=== Problem to work on ===
Copy the data from the line that contains "the white pillar" to its last line, exactly, including both of those lines and leaving out everything before.

Records of labeled points:
☆ ☆ ☆ ☆

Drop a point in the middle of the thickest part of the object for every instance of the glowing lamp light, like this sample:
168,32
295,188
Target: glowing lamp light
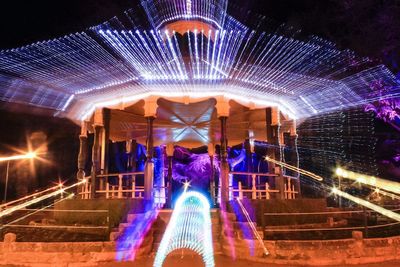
296,169
190,228
373,181
30,155
367,204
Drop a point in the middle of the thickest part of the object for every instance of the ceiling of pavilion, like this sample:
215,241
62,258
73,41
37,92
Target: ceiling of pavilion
190,125
128,58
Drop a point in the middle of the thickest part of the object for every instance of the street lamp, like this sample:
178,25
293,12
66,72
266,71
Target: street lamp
29,155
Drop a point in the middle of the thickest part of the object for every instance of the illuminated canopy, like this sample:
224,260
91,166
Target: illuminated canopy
123,61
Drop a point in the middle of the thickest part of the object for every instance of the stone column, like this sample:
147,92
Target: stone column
150,112
170,154
149,165
272,120
224,177
249,159
223,109
211,152
95,158
131,148
82,157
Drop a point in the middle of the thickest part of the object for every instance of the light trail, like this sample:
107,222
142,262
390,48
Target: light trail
296,169
387,194
367,204
30,155
28,196
373,181
190,228
253,227
39,199
36,211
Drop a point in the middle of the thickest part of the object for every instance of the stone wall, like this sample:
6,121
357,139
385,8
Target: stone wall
62,254
322,252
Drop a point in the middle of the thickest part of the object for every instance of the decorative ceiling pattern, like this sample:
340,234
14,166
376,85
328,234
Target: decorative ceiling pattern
125,60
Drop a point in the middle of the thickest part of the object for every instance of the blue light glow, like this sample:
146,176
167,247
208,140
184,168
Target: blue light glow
108,65
189,228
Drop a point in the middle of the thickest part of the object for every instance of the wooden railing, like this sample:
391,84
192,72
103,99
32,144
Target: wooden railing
124,188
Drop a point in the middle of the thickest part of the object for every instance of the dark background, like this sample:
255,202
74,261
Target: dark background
369,27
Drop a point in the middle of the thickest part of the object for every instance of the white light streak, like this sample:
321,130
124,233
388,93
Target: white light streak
38,199
74,73
373,181
30,155
296,169
190,228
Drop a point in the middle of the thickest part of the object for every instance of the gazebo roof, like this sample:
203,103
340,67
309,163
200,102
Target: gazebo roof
122,62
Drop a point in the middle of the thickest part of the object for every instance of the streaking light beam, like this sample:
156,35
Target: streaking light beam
190,228
390,186
293,168
39,199
29,155
367,204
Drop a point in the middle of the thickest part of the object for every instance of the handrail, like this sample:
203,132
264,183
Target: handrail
322,212
254,173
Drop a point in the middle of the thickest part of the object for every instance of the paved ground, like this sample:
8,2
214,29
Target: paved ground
220,261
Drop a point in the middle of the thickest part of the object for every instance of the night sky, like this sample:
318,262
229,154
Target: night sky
369,27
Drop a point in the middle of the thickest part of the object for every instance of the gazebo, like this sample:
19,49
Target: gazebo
185,73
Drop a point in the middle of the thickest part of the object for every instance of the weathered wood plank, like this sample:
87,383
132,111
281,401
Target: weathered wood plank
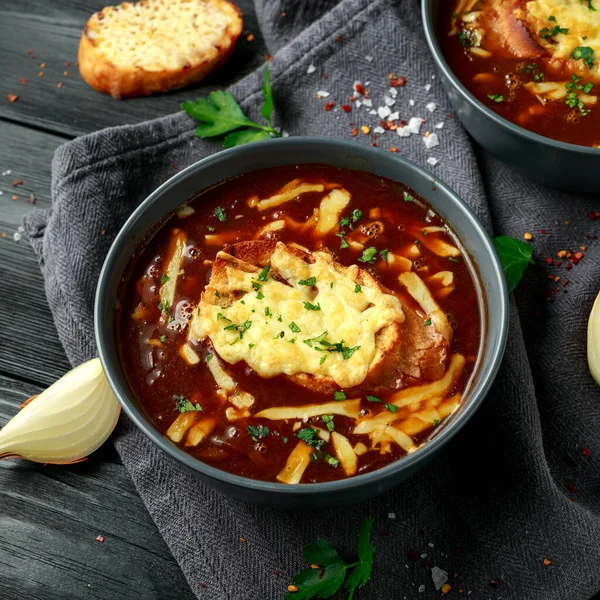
51,516
29,347
51,30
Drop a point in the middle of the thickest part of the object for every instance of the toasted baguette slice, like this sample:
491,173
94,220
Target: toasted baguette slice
403,349
138,48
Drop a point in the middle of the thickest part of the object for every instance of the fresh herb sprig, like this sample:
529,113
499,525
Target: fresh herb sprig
221,114
333,571
514,255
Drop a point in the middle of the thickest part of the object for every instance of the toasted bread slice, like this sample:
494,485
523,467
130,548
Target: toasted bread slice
403,348
138,48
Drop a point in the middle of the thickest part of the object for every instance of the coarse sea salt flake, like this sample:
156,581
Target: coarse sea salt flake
414,124
384,112
439,577
431,141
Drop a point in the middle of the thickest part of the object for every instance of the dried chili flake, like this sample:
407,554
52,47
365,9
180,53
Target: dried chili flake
397,81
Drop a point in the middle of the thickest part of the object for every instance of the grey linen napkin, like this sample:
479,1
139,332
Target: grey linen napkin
519,485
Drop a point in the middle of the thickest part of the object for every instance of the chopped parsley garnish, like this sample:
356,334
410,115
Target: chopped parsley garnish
262,276
241,328
310,306
220,214
258,432
184,405
310,437
328,420
584,53
332,575
368,255
310,281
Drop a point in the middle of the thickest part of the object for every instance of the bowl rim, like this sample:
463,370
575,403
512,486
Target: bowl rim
427,8
481,384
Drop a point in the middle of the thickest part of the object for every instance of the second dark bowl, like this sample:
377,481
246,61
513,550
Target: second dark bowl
554,163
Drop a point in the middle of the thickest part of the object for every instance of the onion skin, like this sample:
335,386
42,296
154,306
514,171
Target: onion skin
594,341
66,422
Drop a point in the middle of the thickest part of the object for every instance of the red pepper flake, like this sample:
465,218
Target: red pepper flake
577,257
397,81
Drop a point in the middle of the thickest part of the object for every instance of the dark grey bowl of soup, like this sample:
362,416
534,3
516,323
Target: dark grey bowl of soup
301,322
516,88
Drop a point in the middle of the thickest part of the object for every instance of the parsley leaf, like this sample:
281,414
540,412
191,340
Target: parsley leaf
310,281
220,114
368,255
327,580
514,255
184,405
258,432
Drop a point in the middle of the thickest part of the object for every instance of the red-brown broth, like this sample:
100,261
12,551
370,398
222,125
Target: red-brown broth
553,119
156,375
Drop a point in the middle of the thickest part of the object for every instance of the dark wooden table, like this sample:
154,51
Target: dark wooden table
50,516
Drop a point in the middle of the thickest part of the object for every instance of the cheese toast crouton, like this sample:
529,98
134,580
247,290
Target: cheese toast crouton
138,48
338,328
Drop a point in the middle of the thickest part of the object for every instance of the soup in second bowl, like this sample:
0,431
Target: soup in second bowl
300,324
534,62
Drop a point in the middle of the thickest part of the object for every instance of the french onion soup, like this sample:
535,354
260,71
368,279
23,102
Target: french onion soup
300,324
534,62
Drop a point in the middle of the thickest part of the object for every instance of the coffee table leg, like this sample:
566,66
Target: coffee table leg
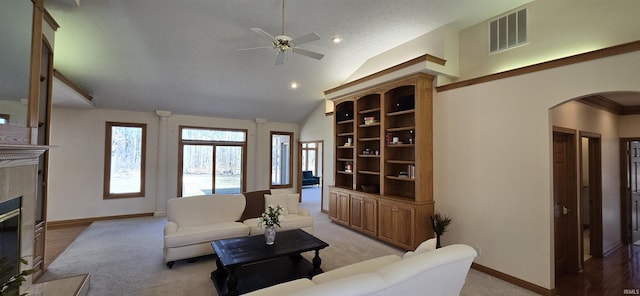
232,283
316,264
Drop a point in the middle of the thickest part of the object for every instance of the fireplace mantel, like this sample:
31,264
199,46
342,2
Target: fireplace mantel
17,155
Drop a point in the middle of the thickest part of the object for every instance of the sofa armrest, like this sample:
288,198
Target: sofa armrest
366,266
170,227
304,212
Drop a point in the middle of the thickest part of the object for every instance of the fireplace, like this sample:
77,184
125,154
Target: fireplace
10,225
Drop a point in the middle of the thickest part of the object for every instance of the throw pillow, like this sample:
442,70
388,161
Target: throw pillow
288,201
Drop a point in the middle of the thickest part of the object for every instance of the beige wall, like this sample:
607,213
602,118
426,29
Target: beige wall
77,160
556,29
492,160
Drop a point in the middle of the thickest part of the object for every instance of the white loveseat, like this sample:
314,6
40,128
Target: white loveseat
439,272
194,222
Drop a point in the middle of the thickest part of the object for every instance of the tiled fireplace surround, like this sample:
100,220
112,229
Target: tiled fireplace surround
18,177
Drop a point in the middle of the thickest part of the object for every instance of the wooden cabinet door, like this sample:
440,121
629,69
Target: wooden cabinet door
369,216
333,205
386,221
356,212
343,208
404,226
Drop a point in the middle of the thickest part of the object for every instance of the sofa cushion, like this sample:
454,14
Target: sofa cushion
290,222
356,285
288,201
356,268
204,233
255,204
205,209
426,246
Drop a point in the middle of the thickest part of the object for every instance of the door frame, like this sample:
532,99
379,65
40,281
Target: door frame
625,196
573,243
595,193
320,145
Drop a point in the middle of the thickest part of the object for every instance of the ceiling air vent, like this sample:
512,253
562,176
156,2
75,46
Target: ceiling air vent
508,31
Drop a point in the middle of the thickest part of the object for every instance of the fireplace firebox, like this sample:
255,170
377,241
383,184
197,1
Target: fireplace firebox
10,225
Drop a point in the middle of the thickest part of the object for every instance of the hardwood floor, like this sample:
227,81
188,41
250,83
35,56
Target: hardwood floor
601,276
616,274
58,239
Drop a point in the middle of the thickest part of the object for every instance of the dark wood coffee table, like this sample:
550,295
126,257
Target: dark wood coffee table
246,264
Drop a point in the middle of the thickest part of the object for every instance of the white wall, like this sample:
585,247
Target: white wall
556,29
583,118
76,162
492,160
319,127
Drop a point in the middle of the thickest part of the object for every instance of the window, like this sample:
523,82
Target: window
309,157
508,31
281,156
125,153
211,161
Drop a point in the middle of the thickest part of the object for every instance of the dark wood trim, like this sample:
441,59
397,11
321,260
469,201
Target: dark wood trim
579,58
420,59
50,20
513,280
625,198
107,161
291,142
87,221
69,83
34,77
595,192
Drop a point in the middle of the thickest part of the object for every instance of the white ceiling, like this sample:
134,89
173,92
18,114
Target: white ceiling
182,56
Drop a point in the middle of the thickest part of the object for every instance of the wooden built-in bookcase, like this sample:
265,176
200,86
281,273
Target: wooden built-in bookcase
384,188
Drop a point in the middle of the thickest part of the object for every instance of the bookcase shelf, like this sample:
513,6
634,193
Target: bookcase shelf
387,192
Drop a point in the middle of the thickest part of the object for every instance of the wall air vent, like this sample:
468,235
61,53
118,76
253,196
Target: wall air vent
508,31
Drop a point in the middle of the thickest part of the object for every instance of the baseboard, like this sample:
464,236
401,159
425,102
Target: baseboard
86,221
513,280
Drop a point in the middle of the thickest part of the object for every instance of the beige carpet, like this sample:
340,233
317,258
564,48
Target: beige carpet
124,257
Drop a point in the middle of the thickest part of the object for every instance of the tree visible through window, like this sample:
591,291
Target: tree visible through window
125,153
281,155
211,161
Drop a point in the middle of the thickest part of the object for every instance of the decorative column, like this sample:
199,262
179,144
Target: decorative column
162,190
259,183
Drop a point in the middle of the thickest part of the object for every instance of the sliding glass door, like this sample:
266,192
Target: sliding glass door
212,162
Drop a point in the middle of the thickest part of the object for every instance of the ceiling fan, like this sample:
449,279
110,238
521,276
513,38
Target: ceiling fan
283,43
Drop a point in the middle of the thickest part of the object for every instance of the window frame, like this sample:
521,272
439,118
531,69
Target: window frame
289,183
214,144
107,160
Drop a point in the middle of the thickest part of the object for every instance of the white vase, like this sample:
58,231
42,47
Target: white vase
270,234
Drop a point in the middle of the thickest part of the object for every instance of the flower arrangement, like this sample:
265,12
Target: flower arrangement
439,223
272,216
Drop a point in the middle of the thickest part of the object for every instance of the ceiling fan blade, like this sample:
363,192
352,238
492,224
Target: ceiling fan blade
263,32
252,48
305,38
308,53
280,58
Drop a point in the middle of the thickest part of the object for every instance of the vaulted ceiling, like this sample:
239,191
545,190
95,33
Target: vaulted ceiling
183,57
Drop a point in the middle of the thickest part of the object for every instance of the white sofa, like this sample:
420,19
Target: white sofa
427,271
194,222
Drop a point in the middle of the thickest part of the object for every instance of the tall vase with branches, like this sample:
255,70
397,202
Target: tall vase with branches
439,224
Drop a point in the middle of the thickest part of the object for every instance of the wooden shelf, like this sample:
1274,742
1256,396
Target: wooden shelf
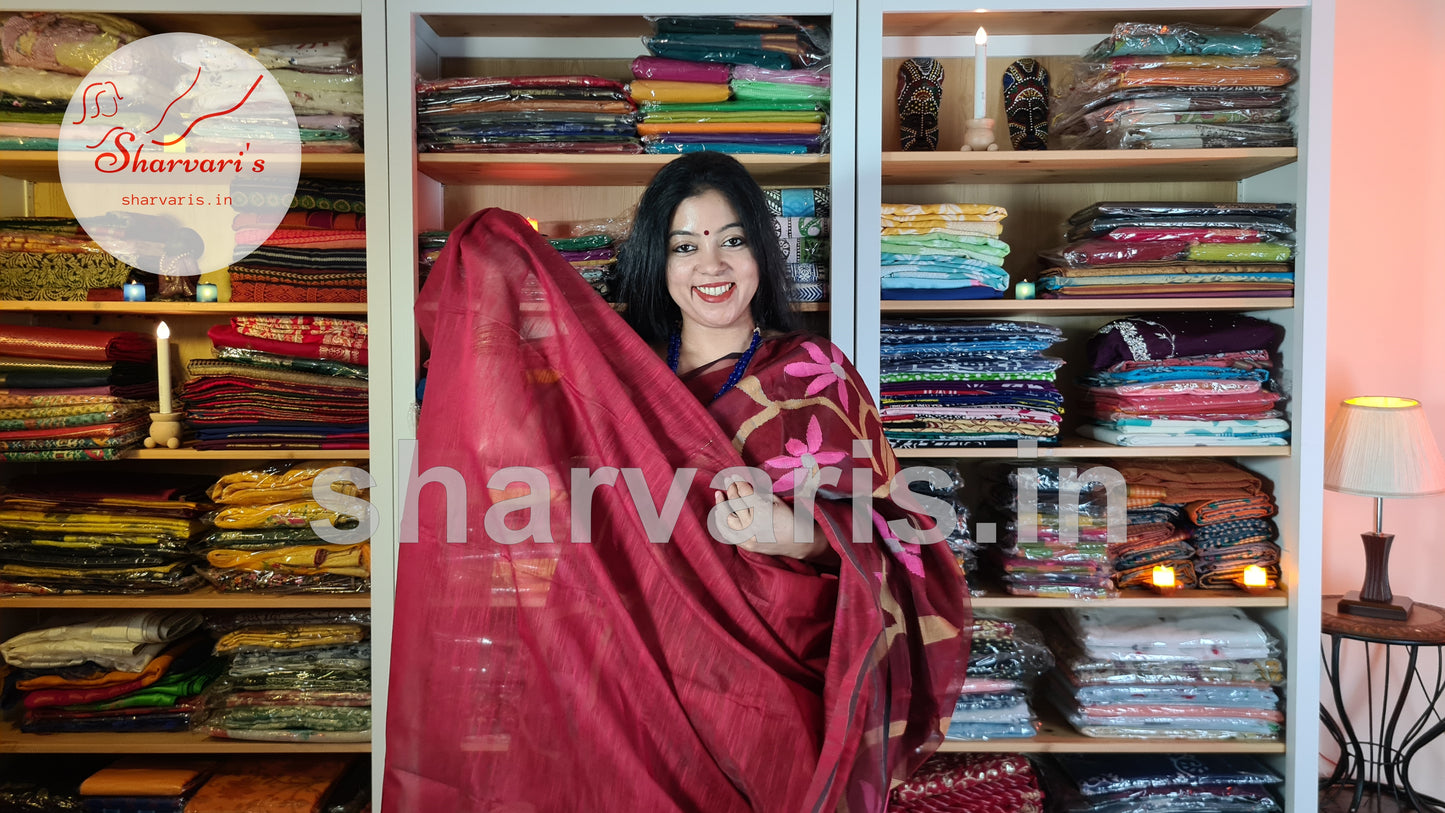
1033,23
1070,306
13,741
200,309
533,169
244,454
1083,166
1085,448
204,598
42,166
1135,597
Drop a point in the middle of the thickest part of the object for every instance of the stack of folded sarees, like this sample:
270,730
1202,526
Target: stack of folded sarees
52,259
100,533
526,114
315,254
1207,519
292,676
1145,673
281,381
1179,85
733,84
263,537
124,672
1200,379
1168,249
942,251
70,394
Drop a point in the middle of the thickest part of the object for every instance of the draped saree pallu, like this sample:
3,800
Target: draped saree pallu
606,670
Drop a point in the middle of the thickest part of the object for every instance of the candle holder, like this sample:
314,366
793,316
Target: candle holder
165,429
978,136
1256,589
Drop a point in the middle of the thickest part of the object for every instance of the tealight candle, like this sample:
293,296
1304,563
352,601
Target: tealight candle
1163,581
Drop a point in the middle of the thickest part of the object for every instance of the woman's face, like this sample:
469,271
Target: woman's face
711,269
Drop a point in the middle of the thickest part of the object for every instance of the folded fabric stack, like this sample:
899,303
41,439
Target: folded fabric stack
263,539
1198,673
942,251
999,783
123,672
1181,85
294,676
1188,250
52,259
955,383
1004,660
70,394
44,57
1165,783
734,85
315,254
155,784
281,381
1061,549
98,533
1207,519
805,228
525,114
1184,379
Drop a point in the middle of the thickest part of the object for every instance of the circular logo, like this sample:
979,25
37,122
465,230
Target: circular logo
179,153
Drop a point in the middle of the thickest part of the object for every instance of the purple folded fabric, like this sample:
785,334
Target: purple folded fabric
679,70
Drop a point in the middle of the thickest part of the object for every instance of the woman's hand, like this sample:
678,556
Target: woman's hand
782,526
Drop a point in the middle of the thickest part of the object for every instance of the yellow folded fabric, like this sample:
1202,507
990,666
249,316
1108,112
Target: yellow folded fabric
678,93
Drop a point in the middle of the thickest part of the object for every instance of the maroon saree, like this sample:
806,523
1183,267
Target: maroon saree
606,672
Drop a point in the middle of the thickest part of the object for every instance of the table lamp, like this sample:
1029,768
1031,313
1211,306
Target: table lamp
1380,446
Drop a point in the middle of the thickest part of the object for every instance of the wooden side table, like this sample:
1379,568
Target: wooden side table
1380,761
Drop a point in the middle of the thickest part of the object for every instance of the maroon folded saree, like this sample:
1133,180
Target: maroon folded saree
624,675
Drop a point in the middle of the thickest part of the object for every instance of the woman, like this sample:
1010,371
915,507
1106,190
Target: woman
606,663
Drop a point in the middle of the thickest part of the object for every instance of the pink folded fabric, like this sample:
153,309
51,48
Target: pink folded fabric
679,70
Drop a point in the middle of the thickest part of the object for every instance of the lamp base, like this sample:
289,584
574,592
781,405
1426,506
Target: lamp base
1395,610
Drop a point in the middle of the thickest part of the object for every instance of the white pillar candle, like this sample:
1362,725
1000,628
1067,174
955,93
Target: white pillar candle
164,364
980,72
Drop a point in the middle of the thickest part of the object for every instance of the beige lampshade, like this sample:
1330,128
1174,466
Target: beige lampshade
1382,446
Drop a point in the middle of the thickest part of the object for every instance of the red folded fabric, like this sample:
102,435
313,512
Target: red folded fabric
68,344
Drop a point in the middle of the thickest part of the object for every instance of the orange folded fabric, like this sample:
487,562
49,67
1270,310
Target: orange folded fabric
149,776
269,784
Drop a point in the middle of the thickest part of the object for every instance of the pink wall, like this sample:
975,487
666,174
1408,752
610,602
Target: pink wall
1387,285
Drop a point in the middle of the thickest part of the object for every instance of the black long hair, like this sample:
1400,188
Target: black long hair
643,259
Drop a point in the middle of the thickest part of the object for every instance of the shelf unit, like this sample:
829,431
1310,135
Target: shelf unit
29,185
1041,189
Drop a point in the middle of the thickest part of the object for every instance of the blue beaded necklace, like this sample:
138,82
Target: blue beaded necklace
739,370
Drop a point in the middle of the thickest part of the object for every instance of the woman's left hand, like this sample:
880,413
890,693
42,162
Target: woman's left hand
783,543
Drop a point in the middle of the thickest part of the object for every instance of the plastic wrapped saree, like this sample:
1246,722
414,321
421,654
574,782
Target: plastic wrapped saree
593,669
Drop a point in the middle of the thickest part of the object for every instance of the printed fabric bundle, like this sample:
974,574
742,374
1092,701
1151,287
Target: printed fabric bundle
281,381
1184,379
315,254
733,84
942,251
952,383
100,533
1174,250
1146,673
526,114
1181,85
292,676
263,535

☆ ☆ ☆ ☆

=== Output for this exercise ===
Drop a point in the middle of the thickest part of the object for every instance of the white pillar candle, like this sample:
1362,725
1000,628
1067,174
955,93
Target: white pillar candle
164,364
980,72
Drop a point in the middle of the thickest part of the object for every instance of the beige lampshade, like this sample:
1330,128
1174,466
Target: beige lampshade
1382,446
Drop a point in the middle of the thickest part of the object for every instance of the red folded fabric, like this sample:
102,435
313,512
Target: red folded fabric
68,344
Drop a point in the middle of the thickest part of the object for every instance of the orange folded fabric, like this sample:
487,562
49,67
1270,310
Target: orange folded fabric
149,776
269,784
Drop a point in the middle of the thickest part of the object for every instance of the pink wall, like this sample:
975,487
666,174
1408,752
610,602
Target: pink wall
1387,285
Drop a point in the middle of the thickest part of the object for every instance of the black long hair, like this sample:
1400,188
Target: black long hair
643,259
Drop a point in the middle of the thickest part of the object for every instance of the shelf unit, like this sample:
829,431
1310,135
Target: shelf unit
29,185
1041,189
Drop a point in the middle of the thickest part of the object for every instance of the blue beaded necklace, like this sample:
138,82
Target: blue beaded necklace
739,370
Drop a point in the middle of the thickest part of the object for every instance of the woman's left hand, like this sample:
880,413
890,693
42,162
Target: woman's left hand
783,543
Drop a point in the middle of the thickest part of the object for every instance of the plastic wrapped saree, like this sample:
1246,722
414,321
421,654
574,782
Target: plastic wrapped saree
593,669
Drop a point in the middle of the thickest part of the object for every instance of the printed fabric bundle, like this sample:
974,574
742,374
1092,701
1151,287
Target: printed fabric bundle
281,381
1184,379
315,254
733,84
942,251
952,383
100,533
1174,250
1146,673
526,114
1181,85
292,676
263,535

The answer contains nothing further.